◆ Aim of the exercise:
Report every line from the following entries that contains the string "wheel".

+++

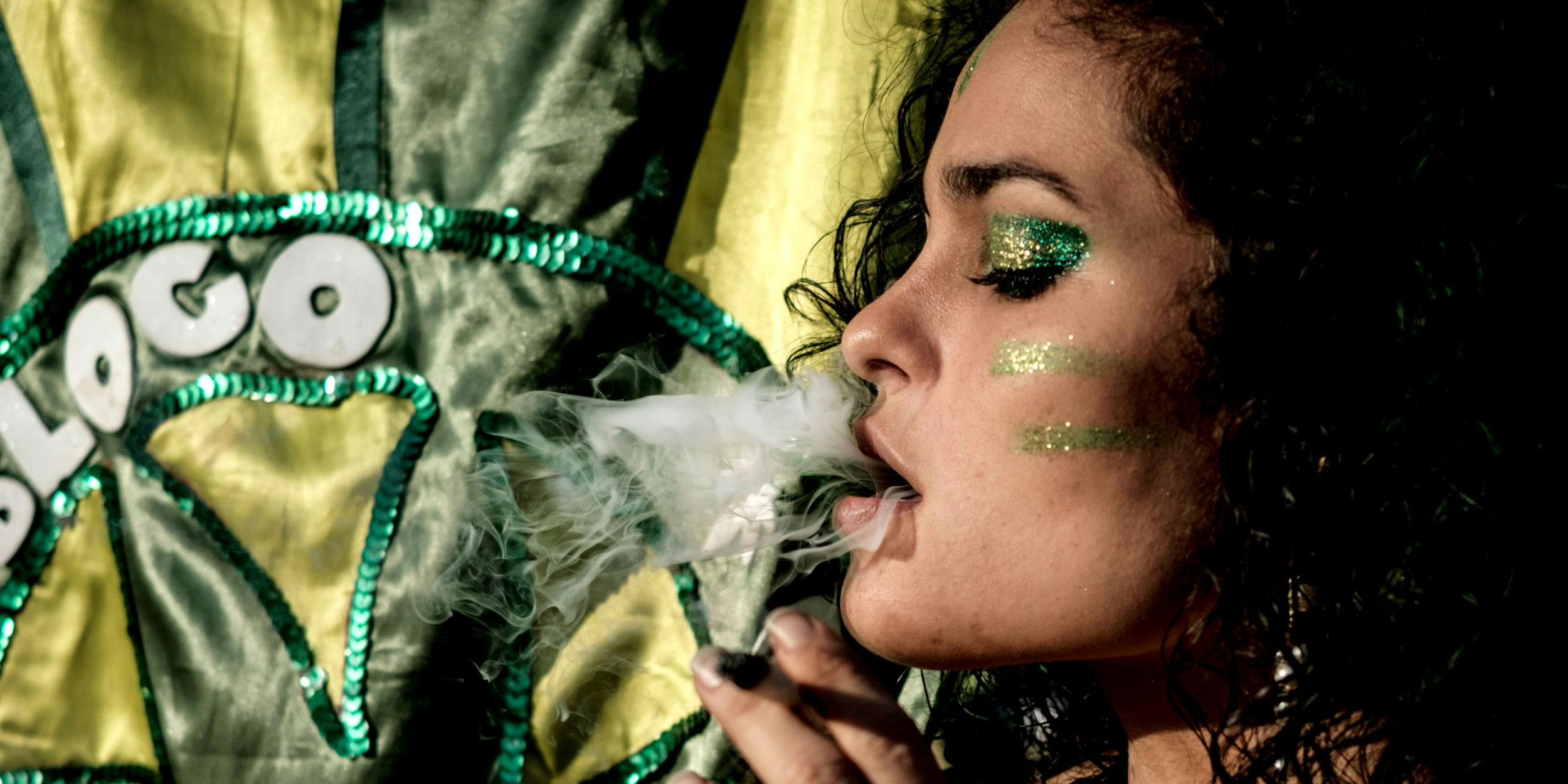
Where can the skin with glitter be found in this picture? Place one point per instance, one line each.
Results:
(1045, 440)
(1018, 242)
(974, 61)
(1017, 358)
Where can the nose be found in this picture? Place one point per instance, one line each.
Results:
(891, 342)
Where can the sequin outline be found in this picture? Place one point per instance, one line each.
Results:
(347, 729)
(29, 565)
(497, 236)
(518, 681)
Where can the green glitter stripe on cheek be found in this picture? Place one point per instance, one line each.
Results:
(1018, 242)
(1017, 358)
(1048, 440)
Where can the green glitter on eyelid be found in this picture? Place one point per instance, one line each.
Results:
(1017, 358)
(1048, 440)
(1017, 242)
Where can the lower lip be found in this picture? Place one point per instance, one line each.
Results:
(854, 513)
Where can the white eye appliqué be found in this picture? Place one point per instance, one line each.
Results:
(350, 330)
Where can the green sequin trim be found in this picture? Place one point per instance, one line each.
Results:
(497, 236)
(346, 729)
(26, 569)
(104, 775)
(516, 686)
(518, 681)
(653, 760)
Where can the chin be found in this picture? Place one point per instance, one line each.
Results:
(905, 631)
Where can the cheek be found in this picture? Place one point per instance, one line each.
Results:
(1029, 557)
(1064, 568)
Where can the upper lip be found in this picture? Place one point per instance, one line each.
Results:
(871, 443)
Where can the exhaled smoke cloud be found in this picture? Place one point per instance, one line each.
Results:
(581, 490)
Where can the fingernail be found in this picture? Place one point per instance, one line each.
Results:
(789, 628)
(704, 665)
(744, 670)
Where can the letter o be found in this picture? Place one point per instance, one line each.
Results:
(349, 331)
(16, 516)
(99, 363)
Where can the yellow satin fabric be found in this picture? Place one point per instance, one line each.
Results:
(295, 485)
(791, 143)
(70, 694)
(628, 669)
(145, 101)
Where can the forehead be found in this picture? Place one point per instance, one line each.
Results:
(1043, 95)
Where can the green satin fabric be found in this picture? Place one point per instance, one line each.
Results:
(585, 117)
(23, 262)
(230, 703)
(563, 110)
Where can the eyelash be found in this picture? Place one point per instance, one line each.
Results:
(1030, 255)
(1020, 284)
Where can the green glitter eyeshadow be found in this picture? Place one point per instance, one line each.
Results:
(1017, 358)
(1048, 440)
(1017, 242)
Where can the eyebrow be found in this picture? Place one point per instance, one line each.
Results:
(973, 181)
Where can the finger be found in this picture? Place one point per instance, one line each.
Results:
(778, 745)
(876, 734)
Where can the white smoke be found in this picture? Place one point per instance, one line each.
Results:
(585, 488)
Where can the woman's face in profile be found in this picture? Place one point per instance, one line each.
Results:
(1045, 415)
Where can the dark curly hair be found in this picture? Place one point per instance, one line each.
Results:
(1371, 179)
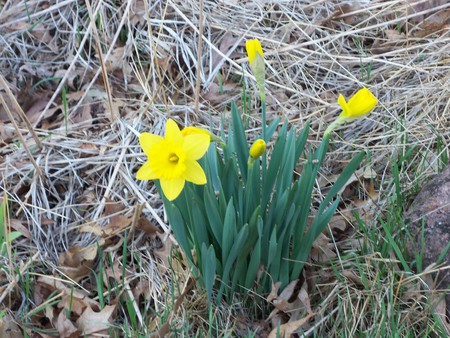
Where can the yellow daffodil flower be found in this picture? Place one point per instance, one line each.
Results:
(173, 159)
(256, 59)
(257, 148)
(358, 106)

+++

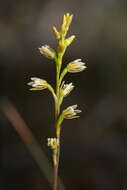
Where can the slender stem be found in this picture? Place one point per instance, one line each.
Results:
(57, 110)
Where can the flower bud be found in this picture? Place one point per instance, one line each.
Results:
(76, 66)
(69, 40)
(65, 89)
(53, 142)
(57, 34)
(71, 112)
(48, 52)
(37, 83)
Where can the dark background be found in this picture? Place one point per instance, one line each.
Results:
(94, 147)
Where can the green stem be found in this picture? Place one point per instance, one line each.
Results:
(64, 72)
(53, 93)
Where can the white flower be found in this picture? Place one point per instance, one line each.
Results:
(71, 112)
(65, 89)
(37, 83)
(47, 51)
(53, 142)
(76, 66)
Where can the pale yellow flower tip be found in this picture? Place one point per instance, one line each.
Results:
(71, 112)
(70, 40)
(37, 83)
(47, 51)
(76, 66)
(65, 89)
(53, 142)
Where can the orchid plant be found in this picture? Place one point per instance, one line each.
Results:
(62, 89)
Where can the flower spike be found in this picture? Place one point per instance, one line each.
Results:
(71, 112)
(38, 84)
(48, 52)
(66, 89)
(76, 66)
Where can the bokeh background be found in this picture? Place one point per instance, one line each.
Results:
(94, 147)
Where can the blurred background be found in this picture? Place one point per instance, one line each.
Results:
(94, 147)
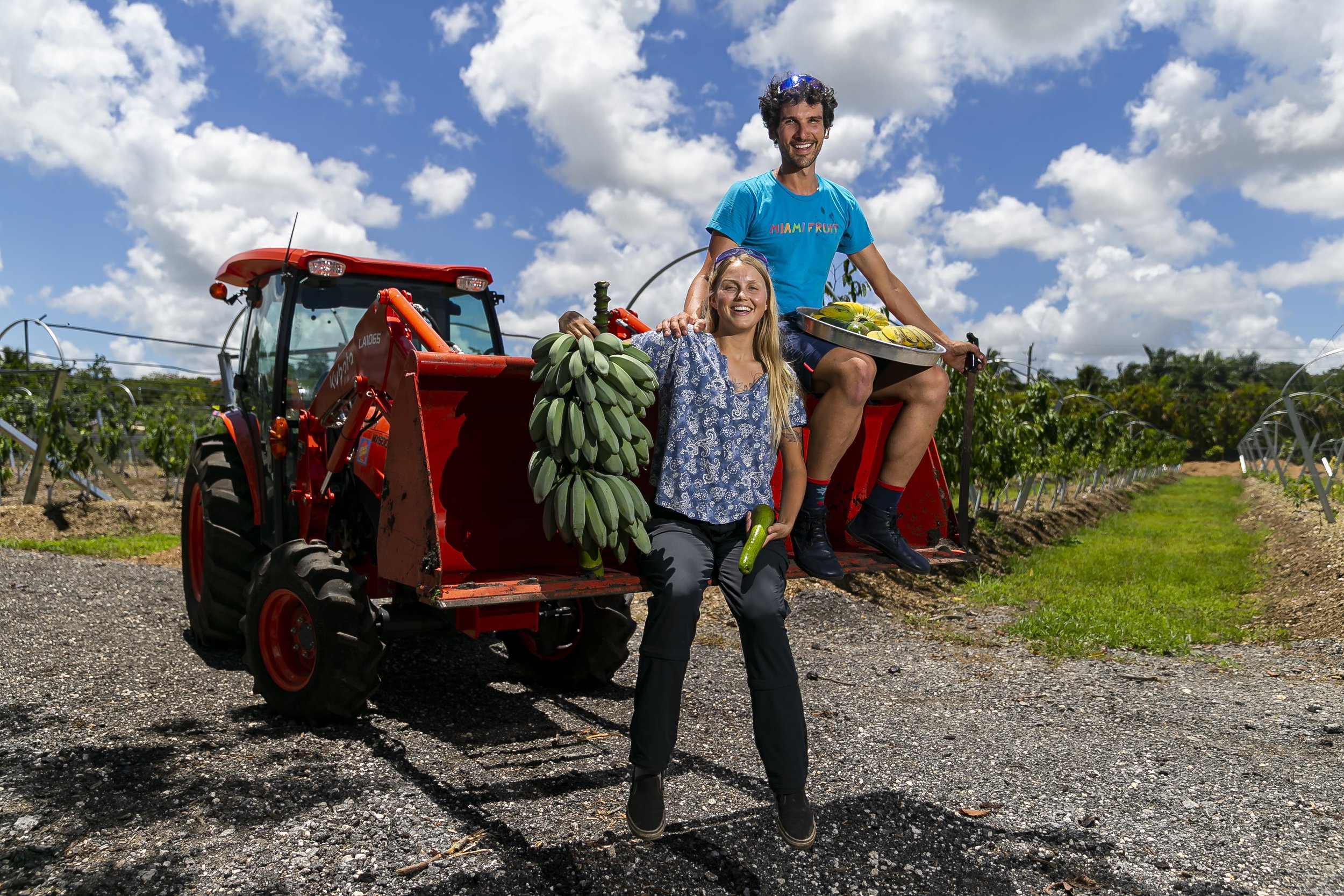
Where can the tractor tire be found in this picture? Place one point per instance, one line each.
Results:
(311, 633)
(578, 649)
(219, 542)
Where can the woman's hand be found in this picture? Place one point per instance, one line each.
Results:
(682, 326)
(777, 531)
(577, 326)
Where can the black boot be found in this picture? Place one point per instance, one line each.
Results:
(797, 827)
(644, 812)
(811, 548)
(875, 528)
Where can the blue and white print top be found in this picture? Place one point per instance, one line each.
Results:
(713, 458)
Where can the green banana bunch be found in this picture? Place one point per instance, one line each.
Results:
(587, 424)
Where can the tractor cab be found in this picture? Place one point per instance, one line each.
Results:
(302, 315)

+++

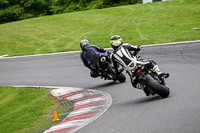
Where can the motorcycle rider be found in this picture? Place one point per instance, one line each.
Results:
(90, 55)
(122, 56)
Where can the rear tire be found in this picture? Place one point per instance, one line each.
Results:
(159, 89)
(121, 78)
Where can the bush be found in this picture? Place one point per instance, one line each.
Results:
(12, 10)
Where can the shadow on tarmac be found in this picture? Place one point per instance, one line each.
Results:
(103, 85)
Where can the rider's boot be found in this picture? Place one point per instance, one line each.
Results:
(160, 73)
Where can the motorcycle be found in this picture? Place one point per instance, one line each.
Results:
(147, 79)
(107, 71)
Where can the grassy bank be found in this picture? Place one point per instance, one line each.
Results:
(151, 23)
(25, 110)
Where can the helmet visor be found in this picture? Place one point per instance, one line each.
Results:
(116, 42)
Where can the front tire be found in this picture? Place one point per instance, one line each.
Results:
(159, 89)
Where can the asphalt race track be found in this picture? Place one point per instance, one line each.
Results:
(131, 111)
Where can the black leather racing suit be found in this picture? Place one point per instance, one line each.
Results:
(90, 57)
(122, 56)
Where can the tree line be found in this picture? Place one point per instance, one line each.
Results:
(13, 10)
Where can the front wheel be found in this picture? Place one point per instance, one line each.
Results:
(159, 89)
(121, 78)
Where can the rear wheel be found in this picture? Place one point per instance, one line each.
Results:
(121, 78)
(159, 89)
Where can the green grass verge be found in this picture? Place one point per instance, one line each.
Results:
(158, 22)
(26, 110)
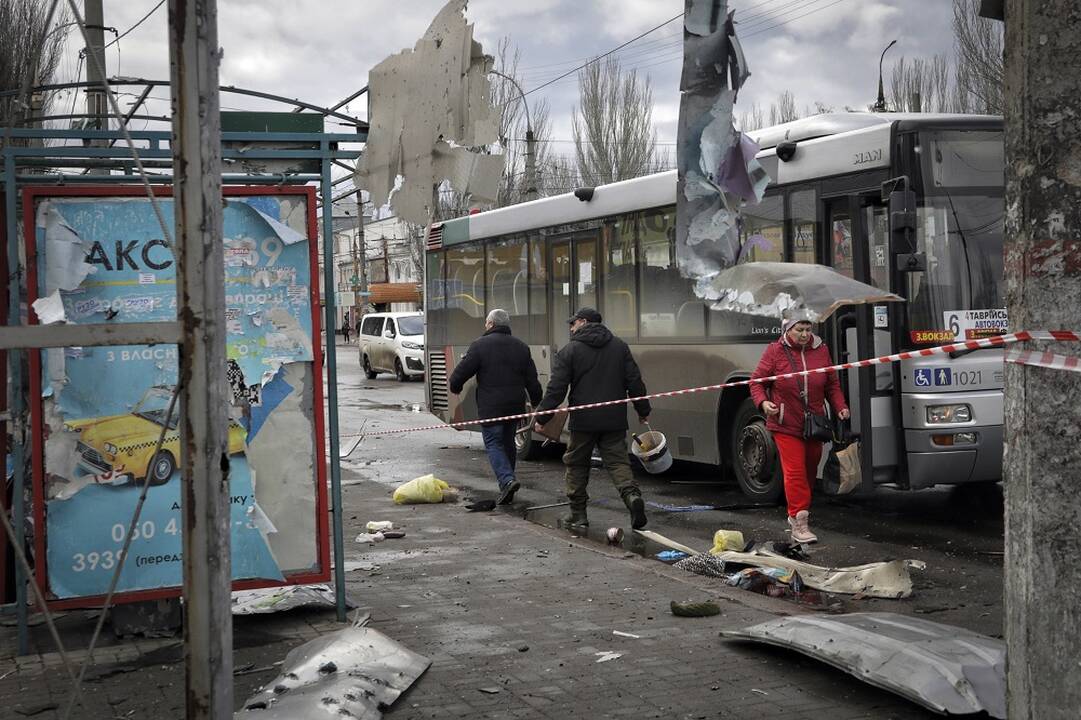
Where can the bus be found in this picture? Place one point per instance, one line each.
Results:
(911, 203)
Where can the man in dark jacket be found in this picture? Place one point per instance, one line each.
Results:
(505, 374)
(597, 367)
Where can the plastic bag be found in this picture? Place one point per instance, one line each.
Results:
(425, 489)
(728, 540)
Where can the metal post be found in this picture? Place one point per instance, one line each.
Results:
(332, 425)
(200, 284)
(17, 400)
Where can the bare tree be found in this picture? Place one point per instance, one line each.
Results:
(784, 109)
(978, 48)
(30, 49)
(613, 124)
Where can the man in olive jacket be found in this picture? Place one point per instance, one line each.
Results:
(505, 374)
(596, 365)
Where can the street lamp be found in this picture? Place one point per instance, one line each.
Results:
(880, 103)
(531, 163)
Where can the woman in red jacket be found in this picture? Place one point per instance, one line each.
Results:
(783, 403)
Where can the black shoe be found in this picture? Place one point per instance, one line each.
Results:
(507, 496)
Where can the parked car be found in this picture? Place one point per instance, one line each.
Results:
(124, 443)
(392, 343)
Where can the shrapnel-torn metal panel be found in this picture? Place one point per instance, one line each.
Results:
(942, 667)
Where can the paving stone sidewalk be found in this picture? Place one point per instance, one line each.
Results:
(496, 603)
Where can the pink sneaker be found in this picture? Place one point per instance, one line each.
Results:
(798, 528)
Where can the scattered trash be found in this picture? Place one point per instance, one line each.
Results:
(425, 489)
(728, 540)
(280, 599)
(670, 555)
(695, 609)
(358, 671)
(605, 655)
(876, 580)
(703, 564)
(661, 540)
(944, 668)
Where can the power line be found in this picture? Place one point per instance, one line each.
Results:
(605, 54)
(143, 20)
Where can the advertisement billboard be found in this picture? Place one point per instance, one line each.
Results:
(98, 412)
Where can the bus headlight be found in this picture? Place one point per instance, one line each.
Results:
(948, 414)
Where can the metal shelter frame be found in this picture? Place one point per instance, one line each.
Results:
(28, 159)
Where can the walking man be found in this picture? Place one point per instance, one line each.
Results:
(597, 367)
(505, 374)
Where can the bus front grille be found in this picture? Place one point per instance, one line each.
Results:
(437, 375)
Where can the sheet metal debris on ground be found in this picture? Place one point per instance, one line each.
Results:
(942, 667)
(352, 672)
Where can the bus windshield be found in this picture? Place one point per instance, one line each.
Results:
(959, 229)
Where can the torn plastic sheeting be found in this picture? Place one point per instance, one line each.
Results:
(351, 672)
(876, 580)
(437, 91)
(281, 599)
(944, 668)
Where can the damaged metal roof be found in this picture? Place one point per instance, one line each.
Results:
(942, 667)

+++

◆ Exercise solution:
Where can the front wheel be found in this picture? Place one point per instance, one line each.
Where can the rear wheel be found in this picture? Place one point per instance, one line each.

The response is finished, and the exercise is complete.